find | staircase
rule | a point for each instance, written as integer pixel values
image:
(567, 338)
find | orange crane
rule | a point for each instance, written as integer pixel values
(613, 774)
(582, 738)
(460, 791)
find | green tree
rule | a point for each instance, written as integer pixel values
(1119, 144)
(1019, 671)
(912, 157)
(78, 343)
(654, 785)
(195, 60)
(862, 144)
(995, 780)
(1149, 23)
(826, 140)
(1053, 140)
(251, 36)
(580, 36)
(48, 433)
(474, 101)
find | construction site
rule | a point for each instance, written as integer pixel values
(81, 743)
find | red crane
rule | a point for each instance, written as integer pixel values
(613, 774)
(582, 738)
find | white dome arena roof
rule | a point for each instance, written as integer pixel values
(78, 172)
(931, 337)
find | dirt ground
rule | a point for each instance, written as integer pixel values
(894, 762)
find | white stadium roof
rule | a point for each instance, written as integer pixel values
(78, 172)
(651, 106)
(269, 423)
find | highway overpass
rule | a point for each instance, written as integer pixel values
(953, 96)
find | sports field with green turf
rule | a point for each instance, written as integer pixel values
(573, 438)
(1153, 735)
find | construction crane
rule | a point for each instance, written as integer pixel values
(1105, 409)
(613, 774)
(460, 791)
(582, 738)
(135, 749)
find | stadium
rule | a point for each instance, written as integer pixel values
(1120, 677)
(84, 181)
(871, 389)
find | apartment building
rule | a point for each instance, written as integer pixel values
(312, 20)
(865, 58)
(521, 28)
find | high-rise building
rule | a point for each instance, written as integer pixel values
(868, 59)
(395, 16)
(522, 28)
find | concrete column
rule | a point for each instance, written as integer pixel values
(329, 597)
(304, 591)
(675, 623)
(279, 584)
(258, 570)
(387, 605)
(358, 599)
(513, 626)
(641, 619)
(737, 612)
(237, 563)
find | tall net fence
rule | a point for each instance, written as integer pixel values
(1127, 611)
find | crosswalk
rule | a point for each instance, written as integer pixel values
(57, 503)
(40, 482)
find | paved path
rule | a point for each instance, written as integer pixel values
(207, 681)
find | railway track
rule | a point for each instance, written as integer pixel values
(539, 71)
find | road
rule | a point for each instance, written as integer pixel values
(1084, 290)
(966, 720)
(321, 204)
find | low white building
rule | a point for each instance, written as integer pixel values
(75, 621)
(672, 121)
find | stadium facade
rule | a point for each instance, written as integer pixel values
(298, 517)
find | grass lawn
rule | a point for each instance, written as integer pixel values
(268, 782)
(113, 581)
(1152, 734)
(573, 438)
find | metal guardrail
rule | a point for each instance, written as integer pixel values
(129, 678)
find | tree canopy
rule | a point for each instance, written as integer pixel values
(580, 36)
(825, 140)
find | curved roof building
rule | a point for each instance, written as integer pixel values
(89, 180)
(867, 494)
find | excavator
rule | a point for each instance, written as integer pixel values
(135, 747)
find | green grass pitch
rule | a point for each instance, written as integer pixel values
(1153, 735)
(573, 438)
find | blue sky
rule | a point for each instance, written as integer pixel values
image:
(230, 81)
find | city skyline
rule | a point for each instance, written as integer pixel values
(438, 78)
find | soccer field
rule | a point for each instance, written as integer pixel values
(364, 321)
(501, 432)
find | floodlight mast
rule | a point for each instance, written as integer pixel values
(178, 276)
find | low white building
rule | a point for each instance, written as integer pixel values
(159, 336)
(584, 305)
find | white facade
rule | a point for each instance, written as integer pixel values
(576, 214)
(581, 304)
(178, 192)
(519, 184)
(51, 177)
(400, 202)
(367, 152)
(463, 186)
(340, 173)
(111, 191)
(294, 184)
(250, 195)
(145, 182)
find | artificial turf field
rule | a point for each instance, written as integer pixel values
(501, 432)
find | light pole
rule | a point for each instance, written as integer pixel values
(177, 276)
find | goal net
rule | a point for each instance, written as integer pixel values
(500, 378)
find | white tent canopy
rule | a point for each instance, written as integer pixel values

= = = =

_Directions for this task:_ Return the data in its entirety, exactly as given.

_Response box:_
find | staircase
rule | a point for each instance, written as integer pixel values
image:
(567, 338)
find | orange crane
rule | a point for each instance, written as integer pixel values
(613, 774)
(582, 738)
(460, 791)
find | green tree
rule | a point for each instance, written as integer pixel values
(1119, 144)
(1019, 671)
(912, 157)
(78, 343)
(654, 785)
(195, 60)
(862, 144)
(995, 780)
(1149, 23)
(826, 140)
(1053, 140)
(251, 36)
(580, 36)
(48, 433)
(474, 101)
find | construction site
rule | a point for each instance, written as integer pixel values
(81, 743)
find | red crane
rule | a point for each instance, written as integer pixel values
(613, 774)
(582, 738)
find | white dome arena roof
rule | a point for each instance, written as integer pixel values
(78, 172)
(931, 337)
find | dirt ground
rule | a point for each instance, written as integer pixel values
(894, 762)
find | white stadium roof
rule | a point for each instance, written as integer pixel values
(78, 172)
(651, 106)
(269, 423)
find | highway overpass
rule | a point for each instance, written as integer pixel values
(953, 96)
find | sports field with green turf
rule | a point for each instance, written as integer pixel values
(573, 438)
(1153, 735)
find | construction crane
rule | a point for each instance, written as integer pixel values
(1105, 409)
(613, 774)
(460, 791)
(582, 738)
(135, 749)
find | stadium
rule | a point for each instance, written as integer pixel values
(1120, 677)
(84, 181)
(871, 389)
find | apartment building
rule | a point for each instance, written as integer pixel values
(312, 20)
(865, 58)
(521, 28)
find | high-rise building
rule | a point for each instance, written as integer pixel values
(868, 59)
(395, 16)
(522, 28)
find | concrete column
rule | a point for each instance, written as integer pixel values
(329, 597)
(304, 591)
(675, 623)
(279, 584)
(258, 570)
(387, 605)
(358, 599)
(513, 626)
(641, 619)
(737, 612)
(237, 563)
find | tall net fence
rule | a point for each instance, written as integer pixel values
(1127, 611)
find | crosswalk
rule | a point for each instance, written as integer pixel values
(57, 503)
(40, 482)
find | paved path
rule | a point for each instance, written as integer pixel values
(207, 681)
find | railway track
rule | a point for each instance, written as integer pixel values
(539, 71)
find | road
rule | a point for each instance, written as integer pixel values
(1084, 290)
(966, 720)
(321, 204)
find | low white building
rule | a point for each instance, written as integer pixel values
(75, 621)
(672, 121)
find | stadium facade
rule | a point for each instance, written as integer pixel values
(298, 517)
find | grass lawn
rule | a point for each instance, written as integer pixel values
(268, 782)
(113, 581)
(1152, 734)
(573, 438)
find | metal guardrail
rule | a point for each instance, written as integer pixel values
(129, 678)
find | tree canopy
rule | a point for each instance, written as integer pixel values
(580, 36)
(825, 140)
find | curved roof building
rule | a point for each instance, written as integer pixel values
(89, 180)
(867, 494)
find | excavator
rule | a point for each instance, written as integer pixel values
(135, 747)
find | green grass pitch
rule | a point for each instance, written as integer pixel values
(1153, 735)
(573, 438)
find | blue sky
rule | a point for each instance, written as integer pixel values
image:
(230, 81)
find | city skyline
rule | a point for each instance, written as integer pixel values
(438, 78)
find | soccer field
rule | a point for each instance, written as integer pixel values
(364, 321)
(501, 432)
find | floodlight mast
rule | a point for each instance, written as integer pixel values
(178, 276)
find | low white building
rule | a point for each instance, written as integer pixel values
(159, 336)
(584, 305)
find | white facade
rule | a point for each instance, written as integer pixel values
(576, 214)
(581, 304)
(178, 192)
(519, 184)
(51, 177)
(400, 202)
(367, 152)
(463, 186)
(340, 173)
(111, 191)
(294, 184)
(250, 195)
(145, 182)
find | artificial turf field
rule | a point for each instance, written as integer pixel values
(501, 432)
find | light pole
rule | a point for each instance, written as integer pixel values
(177, 276)
find | goal net
rule | a point for each instance, written as integer pixel values
(500, 378)
find | white tent canopy
rule | a point for each instance, written as integer pixel values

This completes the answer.